--- Start Given information ---

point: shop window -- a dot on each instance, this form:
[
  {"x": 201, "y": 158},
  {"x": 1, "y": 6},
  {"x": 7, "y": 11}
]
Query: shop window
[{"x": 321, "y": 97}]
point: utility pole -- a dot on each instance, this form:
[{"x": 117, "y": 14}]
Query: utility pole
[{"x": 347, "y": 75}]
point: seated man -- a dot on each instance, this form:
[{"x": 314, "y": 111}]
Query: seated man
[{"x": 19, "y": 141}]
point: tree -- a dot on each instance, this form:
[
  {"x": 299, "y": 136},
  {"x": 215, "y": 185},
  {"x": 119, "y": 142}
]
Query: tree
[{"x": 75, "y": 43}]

--- End Given information ---

• **What to work on**: Print the listing without any change, starting at the line that contains "point: utility pole" and ending at the last line of the listing, with both of those lines included.

• **Answer to this problem**:
point: utility pole -- a dot on each instance, this form:
[{"x": 117, "y": 14}]
Query: utility pole
[{"x": 347, "y": 75}]
point: seated man -- a dot on each instance, this form:
[{"x": 314, "y": 111}]
Query: seated man
[{"x": 19, "y": 141}]
point: tree -- a dot on each instance, this form:
[
  {"x": 299, "y": 136},
  {"x": 215, "y": 185},
  {"x": 119, "y": 142}
]
Query: tree
[{"x": 75, "y": 43}]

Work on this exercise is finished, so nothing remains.